REQUESTS:
• 1. In the excerpt on CO2 flow in complex pore structures, why might conclusions from macroscale studies of CO2 flow be biased? Answer in one to three sentences.
• 2. Go on with the excerpt on CO2 flow in complex pore structures, starting after its final sentence.

:: EXCERPT PROVIDED ::

X-ray computed tomography (CT) and nuclear magnetic resonance (NMR), as non-invasive ad non-destructive advanced imaging technologies [16], are advantageous for reconstructing the complex pore structures of cores [17] and obtaining the key parameters, such as the porosity, permeability, contact angle, and capillary number. The visualization and quantitative characterization of the complex pore structures at the microscopic scale can be realized [5]. Berg and Dalton et al. [18,19] obtained accurate complex pore structures of sandstone and investigated the effects of the permeability and wettability on the CO2 flow behavior. Liu et al. [20,21] first used a new reconstruction method to establish the fracture-controlled matrix unit then used the CT scanning technique to obtain the relevant parameters of the proposed fracture control matrix unit mass transfer model. The correctness of the model was verified by a comparison with the experimental results of the microscopic spontaneous imbibition. Liu et al. [22,23] studied the dynamic production process of a fractured reservoir and the influence of a complex pore structure on the imbibition recovery based on a fracture-controlled matrix unit. Liu et al. [24] performed microscopic spontaneous imbibition experiments, CT scans, and NMR tests on two mixed wetted core samples. The impact of mixed wettability on the micro-spontaneous imbibition at the pore scale was investigated. The results showed that an effective imbibition was produced so long as water-wet walls were present in the mixed wettability pores. Furthermore, a core-scale mixed wettability model was established by Liu et al. [25] and, based on the phase-field theory, the influence of wettability on the oil–water two-phase imbibition was studied. In addition, Liu and Song et al. [26,27] proposed two new modeling methods based on CT scanning: the finite volume element modeling method (Figure 1a) and the pore network model based on the maximum sphere algorithm (Figure 1b). The feasibility of the model was verified. The parameters of the models constructed using two different modeling methods are shown in Table 1 and Table 2, respectively.
In addition, experts conducted several theoretical and numerical simulations on the flow mechanism of CO2 at the macroscale. Krause et al. [28] performed a numerical simulation study of the CO2–brine two-phase flow using the modified Carman–Kozeny equation. The distribution of CO2–brine in the core was predicted. Theoretical studies and numerical simulations at the macroscale play a crucial role in revealing the flow mechanism of CO2. However, the complex pore structures have a considerable effect on the CO2 microscopic flow. The lack of mathematical and numerical models that consider the influence of the pore structure complexity may lead to bias in the conclusions.
The previous studies predominantly focused on the macroscopic flow of CO2 in porous media, often overlooking the microscopic flow mechanisms. Simultaneously, the research processes frequently oversimplified the pore structures and neglected the influence of their complexity on the microscopic flow of CO2. At present, there is a lack of comprehensive reviews on the microscopic flow of CO2 in complex pore structures. In order to fill the knowledge gap in this field, it was necessary to conduct detailed academic research and summary. Therefore, we collated and analyzed relevant literature on the microscopic flow of CO2. In particular, the complex pore structures substantially affected the CO2 microscopic flow mechanism. At present, experimental methods, theoretical analyses, and numerical simulations are advanced, owing to the pore structure complexity of geological storage bodies, which is difficult to accurately express in physical model reconstruction, mathematical model characterization, and numerical model construction. Therefore, it is challenging to clearly reveal the microscopic flow mechanism of CO2 in a complex pore structure. To solve this problem, this study systematically reviewed the recent advances in the microscopic flow of CO2 in complex pore structures in the last decade to provide some technical and theoretical support for CO2 geological storage. Overall, this review article focused on the effects of complex pore structures on the microscopic flow behavior of CO2 through three aspects: experimental studies, theoretical studies, and numerical simulations. It aimed to enhance the current understanding of the CO2 microscopic flow mechanism to help beginners quickly obtain an in-depth understanding of the current state of research in this field. Finally, the potential challenges and new research directions for future work were identified and elucidated.

:::
:: INFORMATION SUPPLIED ::

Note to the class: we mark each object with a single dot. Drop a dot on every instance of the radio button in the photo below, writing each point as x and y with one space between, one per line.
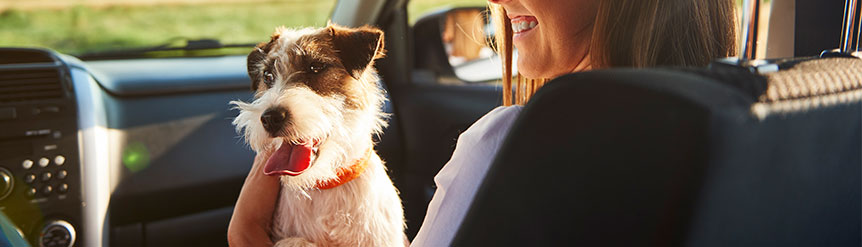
43 162
59 160
27 164
59 233
63 188
29 178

:::

ANSWERS PER TASK:
• 1. Complex pore structures strongly affect the microscopic flow of CO2. Because mathematical and numerical models that account for pore structure complexity are lacking, conclusions may be biased.

• 2.
2. Flow Experiments of CO2 in Complex Pore Structures

Numerous experiments have been conducted to study the microscopic flow of CO2 in pore structures, and fruitful results have been achieved. This section introduces the research progress of the microscopic flow mechanism of CO2 from four different aspects through an analysis of the relevant literature.

2.1. Traditional Characterization of Pore Structures during CO2 Microscopic Flow

Mercury intrusion porosimetry (MIP) [29], scanning electron microscopy (SEM) [30], and gas adsorption [31] have been used to characterize the pore structures of the storage body and further explore the flow of CO2. Du et al. [32] used high-pressure mercury intrusion and permeation experiments to investigate the effect of CO2 injected into coal. The results showed that the reaction between CO2–water and coal led to an increase in the pore space and greatly increased the permeability, which increased the permeability area of CO2 and improved the CO2 storage capacity. Using SEM, Khather et al. [33] observed that a decrease in the pH during CO2 injection caused the dissolution and migration of minerals, which resulted in an increase in the rock permeability and flow capacity of CO2. Pearce et al. [34] studied the physical properties of the reservoir after CO2 injection using SEM and found that the movement of fine particles could result in opening or blocking the pores during CO2 injection, increasing or decreasing the permeability and affecting the CO2 injection capacity. Brattekas and Haugen [35] used high-resolution micro-positron emission tomography (micro-PET) and radiotracers to achieve CO2 tracing during the flow and capillary capture. The results showed that CO2 mainly flowed into the outer part of the core with a high permeability.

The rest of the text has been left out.